EXERCISE DESCRIPTION: List every line of the listing below that contains the word "thorax", matching upper and lower case exactly.

☆ ☆ ☆

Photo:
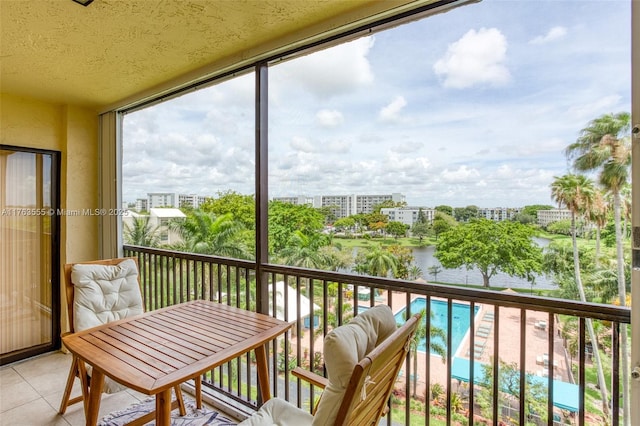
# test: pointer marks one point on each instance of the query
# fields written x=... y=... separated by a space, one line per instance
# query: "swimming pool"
x=439 y=318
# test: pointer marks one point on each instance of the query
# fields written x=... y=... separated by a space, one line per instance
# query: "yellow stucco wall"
x=74 y=133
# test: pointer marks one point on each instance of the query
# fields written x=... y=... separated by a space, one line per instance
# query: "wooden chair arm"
x=310 y=377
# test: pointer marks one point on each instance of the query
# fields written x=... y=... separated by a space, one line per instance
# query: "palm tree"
x=576 y=192
x=435 y=347
x=205 y=233
x=598 y=214
x=303 y=250
x=380 y=262
x=605 y=145
x=140 y=232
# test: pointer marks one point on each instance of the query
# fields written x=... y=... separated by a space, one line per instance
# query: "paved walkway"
x=509 y=321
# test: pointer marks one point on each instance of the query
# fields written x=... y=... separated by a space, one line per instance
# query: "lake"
x=424 y=259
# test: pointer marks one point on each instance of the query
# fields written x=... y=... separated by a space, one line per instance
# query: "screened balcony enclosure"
x=259 y=155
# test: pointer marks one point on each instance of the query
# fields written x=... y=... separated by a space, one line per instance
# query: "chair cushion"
x=344 y=347
x=278 y=412
x=105 y=293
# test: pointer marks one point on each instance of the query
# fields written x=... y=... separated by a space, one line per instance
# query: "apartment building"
x=408 y=215
x=545 y=217
x=498 y=214
x=344 y=205
x=171 y=199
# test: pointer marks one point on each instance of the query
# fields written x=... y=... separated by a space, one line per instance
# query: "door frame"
x=55 y=342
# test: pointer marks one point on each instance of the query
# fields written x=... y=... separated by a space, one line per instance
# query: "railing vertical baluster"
x=550 y=367
x=615 y=374
x=523 y=363
x=496 y=365
x=581 y=371
x=170 y=277
x=472 y=358
x=449 y=357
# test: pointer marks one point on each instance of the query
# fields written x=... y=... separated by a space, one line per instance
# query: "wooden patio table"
x=157 y=350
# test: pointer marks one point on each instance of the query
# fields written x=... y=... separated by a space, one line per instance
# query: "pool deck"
x=485 y=329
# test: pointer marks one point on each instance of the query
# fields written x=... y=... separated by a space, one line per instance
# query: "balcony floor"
x=30 y=393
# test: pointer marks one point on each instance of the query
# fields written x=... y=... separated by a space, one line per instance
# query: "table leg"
x=95 y=394
x=163 y=408
x=263 y=373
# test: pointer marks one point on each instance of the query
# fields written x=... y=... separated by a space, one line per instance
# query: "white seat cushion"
x=344 y=347
x=278 y=412
x=105 y=293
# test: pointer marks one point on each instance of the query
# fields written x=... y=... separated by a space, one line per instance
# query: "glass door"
x=29 y=247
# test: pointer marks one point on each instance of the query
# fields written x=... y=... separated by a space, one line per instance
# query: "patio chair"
x=362 y=361
x=118 y=296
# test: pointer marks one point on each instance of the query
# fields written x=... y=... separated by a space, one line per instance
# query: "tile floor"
x=30 y=393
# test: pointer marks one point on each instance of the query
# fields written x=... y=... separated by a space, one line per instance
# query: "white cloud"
x=329 y=118
x=462 y=175
x=585 y=111
x=340 y=69
x=302 y=144
x=391 y=112
x=553 y=34
x=476 y=58
x=408 y=147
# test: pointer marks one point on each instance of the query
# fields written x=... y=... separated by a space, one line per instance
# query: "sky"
x=470 y=107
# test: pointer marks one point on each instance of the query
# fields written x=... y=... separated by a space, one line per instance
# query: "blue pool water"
x=439 y=318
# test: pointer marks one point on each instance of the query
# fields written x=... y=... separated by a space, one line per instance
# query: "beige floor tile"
x=47 y=374
x=15 y=392
x=37 y=412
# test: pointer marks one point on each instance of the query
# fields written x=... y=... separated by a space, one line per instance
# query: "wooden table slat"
x=157 y=350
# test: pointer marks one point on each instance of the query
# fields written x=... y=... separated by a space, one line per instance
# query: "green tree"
x=303 y=250
x=436 y=335
x=604 y=145
x=404 y=261
x=374 y=218
x=442 y=222
x=444 y=209
x=420 y=230
x=205 y=233
x=286 y=218
x=577 y=192
x=434 y=270
x=560 y=227
x=337 y=258
x=532 y=210
x=380 y=262
x=329 y=213
x=242 y=207
x=525 y=219
x=397 y=229
x=345 y=224
x=464 y=214
x=491 y=247
x=598 y=214
x=140 y=232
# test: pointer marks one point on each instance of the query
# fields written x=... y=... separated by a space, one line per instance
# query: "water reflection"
x=424 y=259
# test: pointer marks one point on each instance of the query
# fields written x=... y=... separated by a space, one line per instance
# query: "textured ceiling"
x=95 y=56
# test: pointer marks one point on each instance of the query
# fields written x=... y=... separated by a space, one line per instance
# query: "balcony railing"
x=504 y=357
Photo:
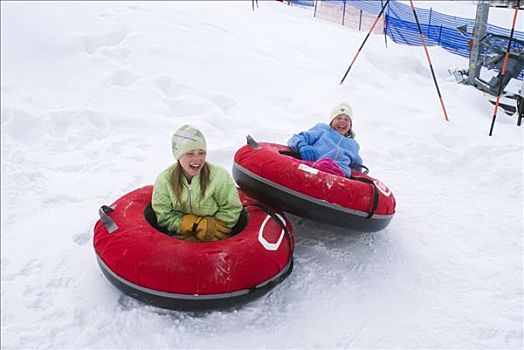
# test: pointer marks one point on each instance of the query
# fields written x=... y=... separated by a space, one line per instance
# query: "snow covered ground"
x=91 y=92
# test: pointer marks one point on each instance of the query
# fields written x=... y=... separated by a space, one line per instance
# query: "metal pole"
x=504 y=64
x=479 y=31
x=384 y=24
x=365 y=39
x=429 y=61
x=344 y=12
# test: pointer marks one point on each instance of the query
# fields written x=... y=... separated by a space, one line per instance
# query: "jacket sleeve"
x=305 y=138
x=166 y=215
x=226 y=196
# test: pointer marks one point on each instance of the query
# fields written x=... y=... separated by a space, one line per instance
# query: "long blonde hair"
x=177 y=180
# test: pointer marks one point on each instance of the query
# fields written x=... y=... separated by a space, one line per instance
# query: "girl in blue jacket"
x=335 y=141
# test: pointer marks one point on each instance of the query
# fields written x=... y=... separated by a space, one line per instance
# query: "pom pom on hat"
x=342 y=108
x=185 y=139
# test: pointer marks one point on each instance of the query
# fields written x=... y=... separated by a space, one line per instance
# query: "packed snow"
x=91 y=93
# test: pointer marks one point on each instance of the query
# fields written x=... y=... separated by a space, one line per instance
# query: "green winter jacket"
x=221 y=199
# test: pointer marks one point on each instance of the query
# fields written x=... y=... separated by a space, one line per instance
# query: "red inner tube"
x=288 y=172
x=144 y=256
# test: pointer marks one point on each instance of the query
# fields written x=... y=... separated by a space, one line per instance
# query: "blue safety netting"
x=438 y=28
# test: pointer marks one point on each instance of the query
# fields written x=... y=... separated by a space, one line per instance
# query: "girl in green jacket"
x=194 y=199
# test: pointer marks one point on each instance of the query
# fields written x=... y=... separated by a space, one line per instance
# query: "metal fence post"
x=429 y=19
x=344 y=12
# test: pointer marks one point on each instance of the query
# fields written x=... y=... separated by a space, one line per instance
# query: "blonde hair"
x=177 y=178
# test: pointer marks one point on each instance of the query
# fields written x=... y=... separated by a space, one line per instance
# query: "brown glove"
x=187 y=223
x=211 y=229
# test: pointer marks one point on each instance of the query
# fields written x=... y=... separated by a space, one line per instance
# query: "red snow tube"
x=266 y=172
x=164 y=271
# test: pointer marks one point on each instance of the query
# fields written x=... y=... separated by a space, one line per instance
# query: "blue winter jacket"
x=328 y=143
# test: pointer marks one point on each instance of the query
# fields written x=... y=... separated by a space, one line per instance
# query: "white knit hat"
x=185 y=139
x=343 y=108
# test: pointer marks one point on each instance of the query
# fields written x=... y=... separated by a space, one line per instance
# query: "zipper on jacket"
x=189 y=198
x=338 y=147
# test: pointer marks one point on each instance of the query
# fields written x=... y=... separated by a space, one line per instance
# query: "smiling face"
x=341 y=123
x=192 y=162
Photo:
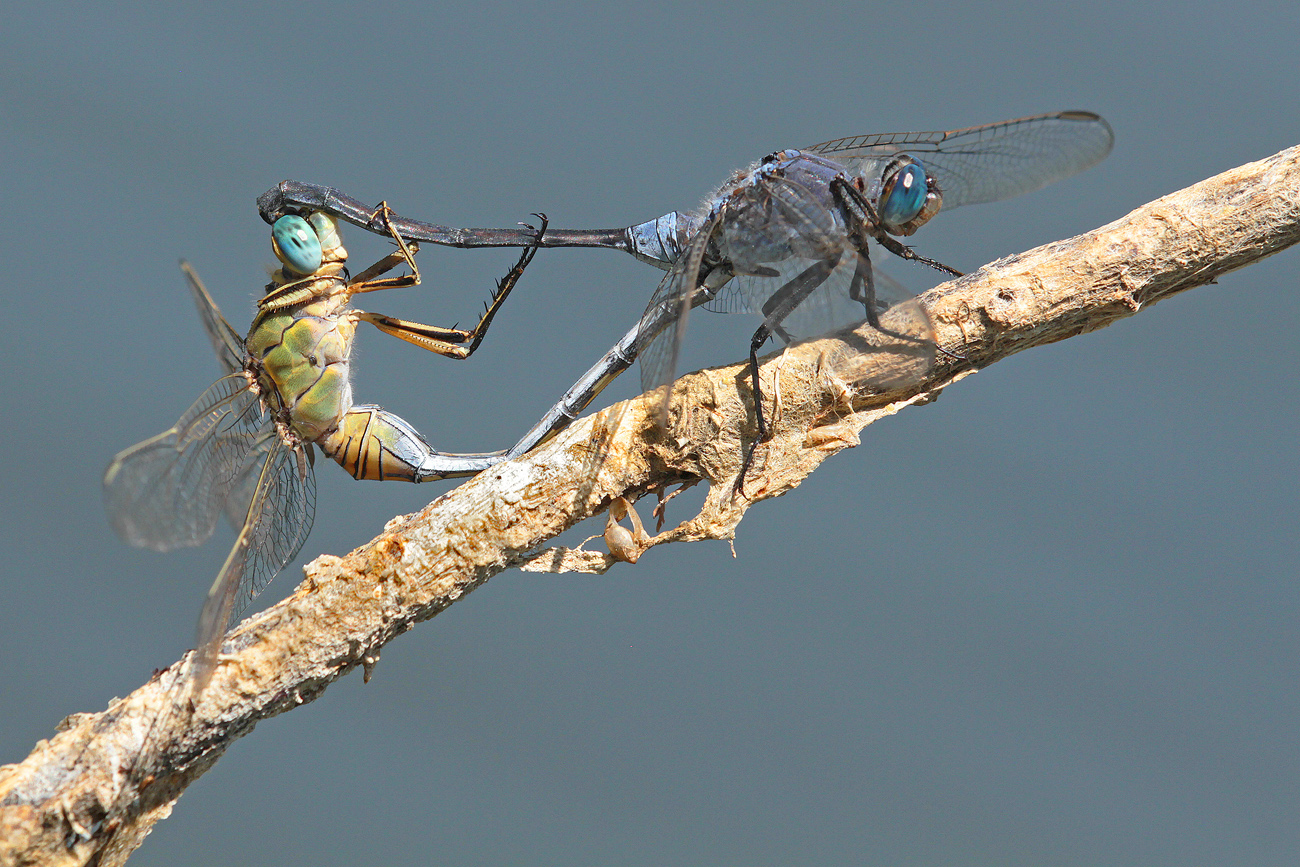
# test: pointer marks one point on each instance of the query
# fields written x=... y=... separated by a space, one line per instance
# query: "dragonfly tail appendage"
x=373 y=443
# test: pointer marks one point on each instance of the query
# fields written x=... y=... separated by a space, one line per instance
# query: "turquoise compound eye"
x=297 y=245
x=904 y=195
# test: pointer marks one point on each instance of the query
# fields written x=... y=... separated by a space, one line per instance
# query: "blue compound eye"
x=295 y=245
x=904 y=195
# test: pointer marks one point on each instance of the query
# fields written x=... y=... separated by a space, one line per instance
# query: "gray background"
x=1048 y=620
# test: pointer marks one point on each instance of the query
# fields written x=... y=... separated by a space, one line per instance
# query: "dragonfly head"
x=908 y=198
x=306 y=246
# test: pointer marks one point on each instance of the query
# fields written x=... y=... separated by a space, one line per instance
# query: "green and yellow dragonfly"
x=245 y=447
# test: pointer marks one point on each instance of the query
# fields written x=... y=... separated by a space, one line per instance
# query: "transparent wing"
x=276 y=525
x=168 y=490
x=986 y=163
x=225 y=341
x=663 y=325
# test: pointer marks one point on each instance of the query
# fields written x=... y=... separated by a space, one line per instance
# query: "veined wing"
x=986 y=163
x=276 y=525
x=663 y=325
x=168 y=490
x=225 y=341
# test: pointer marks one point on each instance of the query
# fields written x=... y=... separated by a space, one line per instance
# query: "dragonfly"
x=785 y=238
x=246 y=446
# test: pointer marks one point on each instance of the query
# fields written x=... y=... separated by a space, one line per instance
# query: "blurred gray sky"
x=1052 y=616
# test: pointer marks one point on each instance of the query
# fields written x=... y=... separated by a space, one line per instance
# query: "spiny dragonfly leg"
x=862 y=289
x=453 y=342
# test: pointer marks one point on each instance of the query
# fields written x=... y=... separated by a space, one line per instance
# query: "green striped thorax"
x=302 y=337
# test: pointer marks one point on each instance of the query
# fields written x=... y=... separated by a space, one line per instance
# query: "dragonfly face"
x=908 y=198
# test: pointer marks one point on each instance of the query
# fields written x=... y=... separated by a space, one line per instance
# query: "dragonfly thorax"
x=300 y=358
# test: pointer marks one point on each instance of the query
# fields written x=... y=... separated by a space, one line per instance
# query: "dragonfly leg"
x=376 y=445
x=454 y=342
x=861 y=212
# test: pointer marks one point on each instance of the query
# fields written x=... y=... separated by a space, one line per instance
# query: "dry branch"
x=89 y=796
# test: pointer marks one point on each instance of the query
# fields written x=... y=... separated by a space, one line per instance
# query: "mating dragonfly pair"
x=785 y=238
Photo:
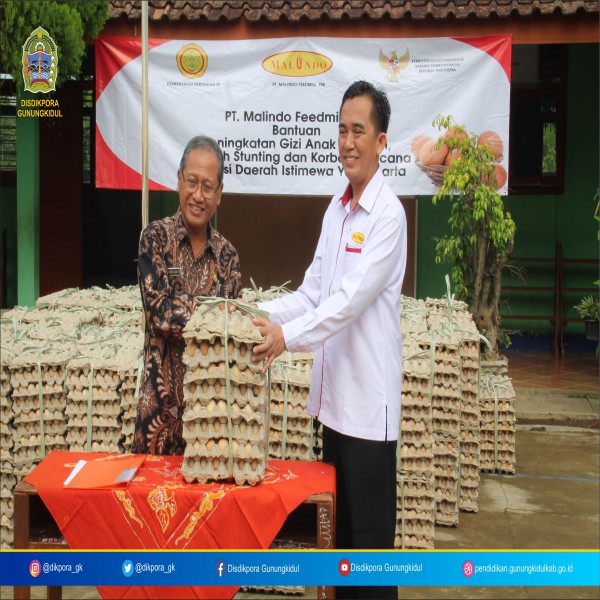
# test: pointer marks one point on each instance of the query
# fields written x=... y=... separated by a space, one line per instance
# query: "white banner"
x=273 y=106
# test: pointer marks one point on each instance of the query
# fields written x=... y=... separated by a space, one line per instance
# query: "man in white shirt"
x=346 y=311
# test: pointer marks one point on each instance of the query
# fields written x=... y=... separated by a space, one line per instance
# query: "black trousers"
x=365 y=473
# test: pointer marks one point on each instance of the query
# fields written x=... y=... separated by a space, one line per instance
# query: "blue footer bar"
x=300 y=567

☆ ☆ ☆

PROBLEM SOLUTION:
# query: "green striped thorax"
# query: "dragonfly thorax"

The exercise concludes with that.